# Excerpted text:
This extreme behaviour hasn’t manifested in our test data because my simulation has a resolution of one millisecond. In fact, the more I ponder on it, the more I think this just a different way of rationalizing why our weighting approach failed.

Shut up and inspect my paradox!

Our whack-a-mole approach to just fixing each source of bias as we spot it seems to have led to a dead end, so it’s time to take a step back. Reading around, I learnt that the class of problem we are dealing with is known as an ‘inspection’ problem - because it’s the manner in which we inspect the data that gives rise to the bias. I found a few articles about the ‘inspection paradox’ which is not so much a paradox but an surprising result whereby the information you observe corresponds to the true data in a unintuitive way.

The most commonly cited example of this paradox involves waiting for a bus. Imagine a bus service that runs, on average, once every ten minutes. If you turn up at a bus stop at a random time and wait for a bus to arrive, how long would you expect to wait. I think most people would say five minutes. And those people would be right if the buses arrive every ten minutes. That is to say, the elapsed time between one bus and the next is always exactly ten minutes. However, I said that the bus ran on average once every ten minutes. It turns out that if the elapsed time between buses is exponentially distributed, with a mean of ten minutes (equivalent to saying that in any given minute there is a 10% chance of a bus arriving), then the average waiting time a person will experience is also ten minutes, not five.

# Objective a:
Write out the passage of the excerpt on the inspection paradox starting at "This extreme behaviour" and ending at "weighting approach failed.".

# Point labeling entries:

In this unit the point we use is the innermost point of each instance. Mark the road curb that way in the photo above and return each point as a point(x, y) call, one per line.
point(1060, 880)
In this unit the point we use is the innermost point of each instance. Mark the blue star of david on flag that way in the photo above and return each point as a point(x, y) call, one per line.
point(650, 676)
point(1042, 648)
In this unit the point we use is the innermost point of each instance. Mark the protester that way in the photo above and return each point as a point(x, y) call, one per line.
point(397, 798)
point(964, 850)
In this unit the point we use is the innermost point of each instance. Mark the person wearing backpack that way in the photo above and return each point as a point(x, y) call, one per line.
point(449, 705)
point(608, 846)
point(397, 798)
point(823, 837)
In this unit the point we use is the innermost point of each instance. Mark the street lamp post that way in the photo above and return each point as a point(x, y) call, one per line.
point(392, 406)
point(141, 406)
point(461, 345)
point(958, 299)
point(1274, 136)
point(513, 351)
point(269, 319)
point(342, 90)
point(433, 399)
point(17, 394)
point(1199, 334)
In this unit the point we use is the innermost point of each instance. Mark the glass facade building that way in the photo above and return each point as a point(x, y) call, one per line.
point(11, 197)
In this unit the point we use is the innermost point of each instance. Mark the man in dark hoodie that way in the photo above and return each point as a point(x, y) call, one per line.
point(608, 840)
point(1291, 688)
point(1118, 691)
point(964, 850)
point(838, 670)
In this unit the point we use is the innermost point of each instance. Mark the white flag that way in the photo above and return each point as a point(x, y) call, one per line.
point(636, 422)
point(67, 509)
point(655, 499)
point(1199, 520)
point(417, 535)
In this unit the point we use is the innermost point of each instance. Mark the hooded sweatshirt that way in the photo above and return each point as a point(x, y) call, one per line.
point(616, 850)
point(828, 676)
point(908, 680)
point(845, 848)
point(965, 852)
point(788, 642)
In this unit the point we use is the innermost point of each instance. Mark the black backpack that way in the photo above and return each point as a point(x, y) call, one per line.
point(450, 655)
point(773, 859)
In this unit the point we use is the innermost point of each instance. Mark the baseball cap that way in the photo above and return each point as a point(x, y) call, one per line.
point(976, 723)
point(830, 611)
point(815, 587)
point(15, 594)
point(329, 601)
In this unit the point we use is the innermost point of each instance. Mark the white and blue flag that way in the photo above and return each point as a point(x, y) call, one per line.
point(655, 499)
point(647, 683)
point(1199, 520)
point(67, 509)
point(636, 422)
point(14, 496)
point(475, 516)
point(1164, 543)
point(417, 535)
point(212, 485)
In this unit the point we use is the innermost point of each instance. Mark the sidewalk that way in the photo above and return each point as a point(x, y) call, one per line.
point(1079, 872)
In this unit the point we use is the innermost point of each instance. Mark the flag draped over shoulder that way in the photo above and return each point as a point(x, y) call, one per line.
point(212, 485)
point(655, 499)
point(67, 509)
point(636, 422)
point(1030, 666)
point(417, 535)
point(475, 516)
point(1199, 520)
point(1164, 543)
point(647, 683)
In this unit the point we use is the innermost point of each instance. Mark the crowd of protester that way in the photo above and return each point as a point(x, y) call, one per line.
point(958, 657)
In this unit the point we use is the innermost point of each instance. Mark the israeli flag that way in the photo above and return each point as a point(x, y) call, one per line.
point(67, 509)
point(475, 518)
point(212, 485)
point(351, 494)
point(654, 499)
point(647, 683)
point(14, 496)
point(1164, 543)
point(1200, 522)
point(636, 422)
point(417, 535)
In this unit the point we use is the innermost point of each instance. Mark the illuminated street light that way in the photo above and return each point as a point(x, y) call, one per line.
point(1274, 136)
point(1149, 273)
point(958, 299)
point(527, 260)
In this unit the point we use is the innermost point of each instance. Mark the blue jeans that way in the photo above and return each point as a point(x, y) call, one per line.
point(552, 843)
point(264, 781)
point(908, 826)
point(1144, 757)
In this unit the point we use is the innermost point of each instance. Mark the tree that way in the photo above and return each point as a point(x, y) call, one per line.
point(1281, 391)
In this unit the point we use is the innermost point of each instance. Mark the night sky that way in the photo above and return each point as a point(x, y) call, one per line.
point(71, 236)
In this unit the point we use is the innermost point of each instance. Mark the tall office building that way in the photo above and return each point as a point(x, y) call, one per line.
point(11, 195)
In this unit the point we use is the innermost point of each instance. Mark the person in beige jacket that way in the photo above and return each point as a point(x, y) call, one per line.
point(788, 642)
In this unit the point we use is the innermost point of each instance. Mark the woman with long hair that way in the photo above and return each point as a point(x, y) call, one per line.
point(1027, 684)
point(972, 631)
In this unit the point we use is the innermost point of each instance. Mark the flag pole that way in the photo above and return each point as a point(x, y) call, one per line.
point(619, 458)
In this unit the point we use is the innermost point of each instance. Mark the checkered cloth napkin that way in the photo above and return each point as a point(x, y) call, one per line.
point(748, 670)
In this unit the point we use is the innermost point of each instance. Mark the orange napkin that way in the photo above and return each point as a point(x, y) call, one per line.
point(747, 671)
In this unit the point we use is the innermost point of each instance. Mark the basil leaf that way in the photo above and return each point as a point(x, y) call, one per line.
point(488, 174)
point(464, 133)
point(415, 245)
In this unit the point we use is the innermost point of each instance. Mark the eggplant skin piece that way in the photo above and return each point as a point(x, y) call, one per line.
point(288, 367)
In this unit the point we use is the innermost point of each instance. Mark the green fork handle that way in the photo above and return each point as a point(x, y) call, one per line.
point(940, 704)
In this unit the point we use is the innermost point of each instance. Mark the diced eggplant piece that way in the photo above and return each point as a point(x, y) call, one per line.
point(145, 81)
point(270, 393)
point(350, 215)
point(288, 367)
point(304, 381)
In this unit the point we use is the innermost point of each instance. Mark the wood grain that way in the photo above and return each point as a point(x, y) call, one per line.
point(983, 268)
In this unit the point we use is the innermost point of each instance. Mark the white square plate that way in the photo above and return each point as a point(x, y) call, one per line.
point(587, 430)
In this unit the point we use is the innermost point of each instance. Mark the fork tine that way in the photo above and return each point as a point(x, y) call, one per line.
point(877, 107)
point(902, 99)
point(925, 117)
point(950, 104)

# Objective b:
Give the entries again word for word, starting at the very first line of the entries and ending at the line that contains "point(838, 670)", with both of those lines included.

# Worked solution a:
This extreme behaviour hasn’t manifested in our test data because my simulation has a resolution of one millisecond. In fact, the more I ponder on it, the more I think this just a different way of rationalizing why our weighting approach failed.

# Worked solution b:
In this unit the point we use is the innermost point of each instance. Mark the road curb that way in the photo above and return each point as a point(x, y) call, one per line.
point(1060, 880)
In this unit the point we use is the innermost point of each instance. Mark the blue star of david on flag that way in the photo above and return each point as a point(x, y) call, one per line.
point(650, 676)
point(1042, 648)
In this unit the point we use is the innermost point of each instance. Mark the protester that way in the photo above and return each point as a point(x, y) call, one per line.
point(397, 798)
point(964, 850)
In this unit the point we use is the innermost point of each instance. Mark the person wearing backpack that way in the photo above and return each point as a point(x, y) call, one per line.
point(449, 705)
point(608, 846)
point(397, 798)
point(823, 837)
In this unit the point we use is the innermost point of each instance. Mark the street lamp post that way in the photo above and return each point as a point(x, y) call, one per line.
point(392, 406)
point(141, 406)
point(461, 345)
point(958, 299)
point(1274, 136)
point(513, 351)
point(269, 319)
point(342, 90)
point(433, 399)
point(17, 394)
point(1199, 334)
In this unit the point we use is the innermost point of each instance. Mark the glass facade building that way in the photo above and return each point as a point(x, y) call, one per line.
point(11, 197)
In this unit the point we use is the innermost point of each instance. Mark the man in dark hoodie that way in the photo above and return each point as a point(x, y) call, one per line.
point(608, 840)
point(1291, 688)
point(1118, 691)
point(964, 850)
point(838, 670)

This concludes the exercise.